### [Trecho do documento]
=-=-=-=-=

O SóFLA dá sequência a sua série de pautas técnicas sobre o nosso clube. Hoje, discutimos aspectos jurídicos de interesse de todo associado, e combatemos uma mistificação frequentemente repetida pelos corredores da Gávea: “o sócio-proprietários é responsável pela dívida do Flamengo?”; “se o clube fechar, a dívida é dividida entre os proprietários? E cada um é obrigado a pagar a sua ‘cota’?”. Essa é, na verdade, apenas uma lenda urbana, sem qualquer fundamento jurídico.
Esse tema, infelizmente, costuma ser usado como mote em discursos políticos terroristas. Você já deve ter ouvido, em algum “tiroteio retórico”, acusações como “querem privatizar o Flamengo!”, ou “vão deixar a dívida para o sócio-proprietário”. Trata-se apenas do uso de uma estratégia política antiquíssima: a desinformação serve para assustar. Não se deixe impressionar.
O Flamengo é uma associação civil – e, portanto, não possui proprietários de fato. O Código Civil é explícito: o associado não possui qualquer direito sobre o patrimônio da associação – ou, analogamente, nenhuma obrigação sobre patrimônio eventualmente negativo.
“Art. 61. Dissolvida a associação, o remanescente do seu patrimônio líquido, depois de deduzidas, se for o caso, as quotas ou frações ideais referidas no parágrafo único do art. 56, será destinado à entidade de fins não econômicos designada no estatuto, ou, omisso este, por deliberação dos associados, à instituição municipal, estadual ou federal, de fins idênticos ou semelhantes.

=-=-=-=-=

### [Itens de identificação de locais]
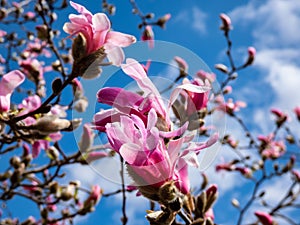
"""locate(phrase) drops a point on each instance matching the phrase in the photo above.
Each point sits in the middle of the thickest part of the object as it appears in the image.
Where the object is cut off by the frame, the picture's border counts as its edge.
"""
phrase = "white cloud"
(283, 74)
(199, 18)
(193, 17)
(275, 21)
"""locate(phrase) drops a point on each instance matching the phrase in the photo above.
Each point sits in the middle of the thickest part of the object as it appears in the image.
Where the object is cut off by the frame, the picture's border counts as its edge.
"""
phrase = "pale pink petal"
(115, 54)
(10, 81)
(120, 39)
(137, 72)
(101, 26)
(187, 87)
(87, 138)
(130, 152)
(82, 10)
(5, 103)
(174, 133)
(183, 183)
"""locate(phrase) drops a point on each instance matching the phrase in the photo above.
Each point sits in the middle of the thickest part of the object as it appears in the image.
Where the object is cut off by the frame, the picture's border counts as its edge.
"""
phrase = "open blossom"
(138, 128)
(226, 22)
(270, 148)
(97, 31)
(211, 77)
(8, 84)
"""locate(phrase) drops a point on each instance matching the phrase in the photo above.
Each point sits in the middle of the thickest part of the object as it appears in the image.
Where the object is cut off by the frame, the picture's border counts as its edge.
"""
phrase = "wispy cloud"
(194, 18)
(275, 21)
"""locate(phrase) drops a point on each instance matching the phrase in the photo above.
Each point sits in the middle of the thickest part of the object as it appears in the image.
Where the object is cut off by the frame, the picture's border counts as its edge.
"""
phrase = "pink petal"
(119, 98)
(137, 72)
(5, 103)
(114, 53)
(101, 25)
(87, 138)
(120, 39)
(10, 81)
(129, 152)
(81, 9)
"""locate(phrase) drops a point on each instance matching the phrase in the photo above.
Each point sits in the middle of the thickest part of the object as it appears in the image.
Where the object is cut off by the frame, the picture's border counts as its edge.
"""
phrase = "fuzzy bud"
(222, 68)
(79, 47)
(226, 22)
(51, 124)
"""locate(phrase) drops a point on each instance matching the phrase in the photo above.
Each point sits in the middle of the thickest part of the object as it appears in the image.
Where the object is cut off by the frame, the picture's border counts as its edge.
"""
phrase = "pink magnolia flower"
(138, 126)
(296, 174)
(271, 149)
(225, 166)
(281, 117)
(97, 31)
(94, 197)
(162, 20)
(2, 33)
(87, 138)
(264, 218)
(30, 15)
(29, 104)
(8, 84)
(297, 112)
(209, 214)
(196, 101)
(211, 77)
(148, 35)
(35, 48)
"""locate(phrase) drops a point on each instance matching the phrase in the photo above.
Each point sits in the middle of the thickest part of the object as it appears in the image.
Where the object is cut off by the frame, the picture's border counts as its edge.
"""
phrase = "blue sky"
(271, 26)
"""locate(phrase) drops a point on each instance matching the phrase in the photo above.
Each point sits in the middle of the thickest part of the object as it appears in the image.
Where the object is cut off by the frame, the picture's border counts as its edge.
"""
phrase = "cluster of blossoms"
(140, 129)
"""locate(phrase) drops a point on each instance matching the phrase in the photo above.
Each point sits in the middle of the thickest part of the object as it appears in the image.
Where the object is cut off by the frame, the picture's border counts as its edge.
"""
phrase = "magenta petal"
(175, 133)
(119, 98)
(120, 39)
(4, 103)
(10, 81)
(82, 10)
(130, 152)
(104, 117)
(183, 183)
(114, 53)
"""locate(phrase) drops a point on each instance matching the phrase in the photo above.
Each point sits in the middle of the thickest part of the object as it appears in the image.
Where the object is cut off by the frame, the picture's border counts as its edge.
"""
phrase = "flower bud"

=-=-=-=-=

### [Tarefas a realizar]
A – Segundo o texto sobre o Flamengo, que tipo de entidade é o clube?
B – Localize, por favor, todas as linhas da listagem que contêm a palavra "cloud". Maiúsculas e minúsculas fazem diferença.

### [Soluções]
A – Uma associação civil.

B –
phrase = "white cloud"
phrase = "wispy cloud"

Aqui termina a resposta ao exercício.